Part of a data file
»»

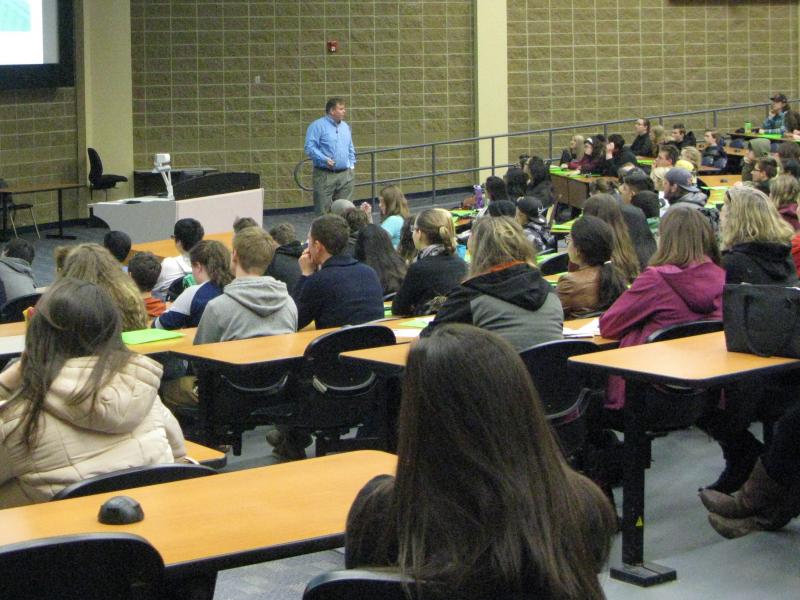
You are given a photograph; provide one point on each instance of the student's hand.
(307, 266)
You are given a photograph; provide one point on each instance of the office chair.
(12, 207)
(133, 478)
(97, 179)
(90, 566)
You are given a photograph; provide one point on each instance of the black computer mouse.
(120, 510)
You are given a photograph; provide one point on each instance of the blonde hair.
(95, 264)
(498, 240)
(693, 155)
(437, 225)
(394, 201)
(784, 190)
(751, 217)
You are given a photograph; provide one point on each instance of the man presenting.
(329, 145)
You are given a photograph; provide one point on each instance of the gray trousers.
(330, 186)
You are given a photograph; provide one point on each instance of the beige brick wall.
(405, 70)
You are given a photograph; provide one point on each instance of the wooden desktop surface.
(720, 180)
(226, 520)
(165, 248)
(696, 361)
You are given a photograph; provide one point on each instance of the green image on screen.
(15, 15)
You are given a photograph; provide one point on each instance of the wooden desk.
(164, 248)
(700, 361)
(206, 456)
(201, 526)
(5, 195)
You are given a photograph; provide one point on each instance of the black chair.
(555, 264)
(233, 400)
(12, 207)
(99, 180)
(11, 311)
(133, 478)
(88, 566)
(332, 396)
(564, 398)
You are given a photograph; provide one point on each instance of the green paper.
(145, 336)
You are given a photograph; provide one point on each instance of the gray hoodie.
(16, 278)
(248, 307)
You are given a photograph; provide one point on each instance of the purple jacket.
(659, 297)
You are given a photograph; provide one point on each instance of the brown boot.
(760, 496)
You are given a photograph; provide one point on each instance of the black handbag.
(762, 319)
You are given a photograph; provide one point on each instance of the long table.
(699, 362)
(201, 526)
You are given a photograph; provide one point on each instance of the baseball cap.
(681, 178)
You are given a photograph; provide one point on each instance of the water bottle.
(478, 195)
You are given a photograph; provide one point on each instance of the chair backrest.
(328, 373)
(95, 165)
(133, 478)
(11, 311)
(547, 364)
(85, 566)
(556, 264)
(359, 584)
(674, 332)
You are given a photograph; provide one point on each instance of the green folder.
(145, 336)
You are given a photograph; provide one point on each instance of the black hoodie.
(762, 263)
(284, 266)
(515, 302)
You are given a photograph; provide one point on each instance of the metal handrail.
(434, 173)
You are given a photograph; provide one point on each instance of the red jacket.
(659, 297)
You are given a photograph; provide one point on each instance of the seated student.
(757, 148)
(16, 273)
(144, 268)
(186, 233)
(93, 263)
(335, 289)
(284, 265)
(714, 153)
(683, 283)
(596, 282)
(253, 304)
(505, 292)
(624, 254)
(530, 214)
(784, 192)
(637, 190)
(210, 262)
(594, 157)
(770, 497)
(374, 248)
(574, 152)
(617, 155)
(756, 241)
(78, 403)
(482, 504)
(119, 244)
(436, 269)
(394, 210)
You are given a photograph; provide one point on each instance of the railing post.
(433, 174)
(373, 176)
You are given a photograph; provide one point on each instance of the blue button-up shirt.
(326, 139)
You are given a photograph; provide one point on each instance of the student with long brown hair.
(482, 504)
(78, 403)
(505, 292)
(683, 283)
(93, 263)
(436, 269)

««

STATED TASK:
Express every line of the records above as a JSON list of strings, one string per line, skipping blank lines and leaving the pictures out.

WRITTEN REPLY:
[
  "You are given a photograph; provide one point on each instance of the student's hand.",
  "(307, 266)",
  "You are given a photograph; provide one point on each instance of the office chair.",
  "(12, 207)",
  "(133, 478)",
  "(97, 179)",
  "(90, 566)",
  "You are given a photograph; provide one point on each instance of the black computer mouse.",
  "(120, 510)",
  "You are given a photograph; provide one point on each instance of the blonde hair.",
  "(95, 264)",
  "(498, 240)",
  "(693, 155)",
  "(437, 225)",
  "(394, 201)",
  "(784, 190)",
  "(751, 217)",
  "You are given a photograph; provide one point on each instance of the man presenting.",
  "(329, 145)",
  "You are given a photograph; provide one point on each instance of the gray trousers.",
  "(330, 186)",
  "You are given a photograph; provide one point on each instance of the beige brick wall.",
  "(405, 70)",
  "You are given a photograph; provide one point on each instance of the wooden desktop surface.",
  "(720, 180)",
  "(226, 520)",
  "(165, 248)",
  "(696, 361)",
  "You are given a photograph; provide one point on each instance of the green image on screen.",
  "(15, 15)",
  "You are given a photograph; provide one point on each instance of the wooden desk.",
  "(164, 248)",
  "(700, 361)",
  "(206, 456)",
  "(201, 526)",
  "(5, 195)",
  "You are given a photograph; provide one point on each instance of the black chair.",
  "(555, 264)",
  "(233, 400)",
  "(12, 207)",
  "(99, 180)",
  "(11, 311)",
  "(133, 478)",
  "(88, 566)",
  "(332, 396)",
  "(564, 398)",
  "You are given a photograph; provide one point on each instance of the green paper.",
  "(145, 336)",
  "You are given a photograph; provide one point on each instance of the gray hoodie.",
  "(16, 278)",
  "(248, 307)",
  "You are given a photograph; provide one point on each instance of the purple jacket.",
  "(659, 297)",
  "You are given a photograph; provide one point on each instance of the brown boot.",
  "(760, 496)",
  "You are given a photograph; provide one point on each instance of the black handbag.",
  "(762, 319)",
  "You are given a photograph; provide one point on each instance of the long table.",
  "(699, 362)",
  "(201, 526)",
  "You are given a photograph; provide one point on each instance of the baseball cap.",
  "(681, 178)",
  "You are given a photograph; provide one point on each instance of the water bottle.",
  "(478, 195)",
  "You are given a photograph; provide one point on each instance of the chair backrest.",
  "(328, 373)",
  "(95, 165)",
  "(133, 478)",
  "(11, 311)",
  "(547, 364)",
  "(85, 566)",
  "(556, 264)",
  "(359, 584)",
  "(674, 332)",
  "You are given a photograph; provide one point on each instance of the green folder.",
  "(145, 336)",
  "You are given a photograph; provide one point on each instance of the black hoodie.",
  "(762, 263)",
  "(284, 266)",
  "(515, 302)",
  "You are given a photograph; provide one point on each instance of the metal handrail.",
  "(434, 173)",
  "You are given a photograph; provide one point on each instance of the red jacket.",
  "(659, 297)",
  "You are given a photograph; provide one point on each instance of the seated student.",
  "(757, 148)",
  "(16, 273)",
  "(144, 268)",
  "(186, 233)",
  "(93, 263)",
  "(335, 289)",
  "(284, 265)",
  "(714, 153)",
  "(683, 283)",
  "(596, 282)",
  "(253, 304)",
  "(505, 292)",
  "(624, 254)",
  "(530, 214)",
  "(784, 192)",
  "(637, 190)",
  "(210, 262)",
  "(594, 157)",
  "(770, 497)",
  "(374, 248)",
  "(574, 152)",
  "(617, 155)",
  "(756, 241)",
  "(78, 403)",
  "(482, 504)",
  "(119, 244)",
  "(436, 269)",
  "(394, 210)",
  "You are given a photograph; provide one point on each instance of the railing post.",
  "(433, 174)",
  "(373, 176)",
  "You are given a photograph; provide one point on each instance of the blue button-up shirt.",
  "(326, 139)",
  "You are given a photograph; provide one point on each instance of the student with long brown hair.",
  "(482, 504)",
  "(78, 403)",
  "(505, 292)",
  "(683, 283)",
  "(93, 263)",
  "(436, 269)"
]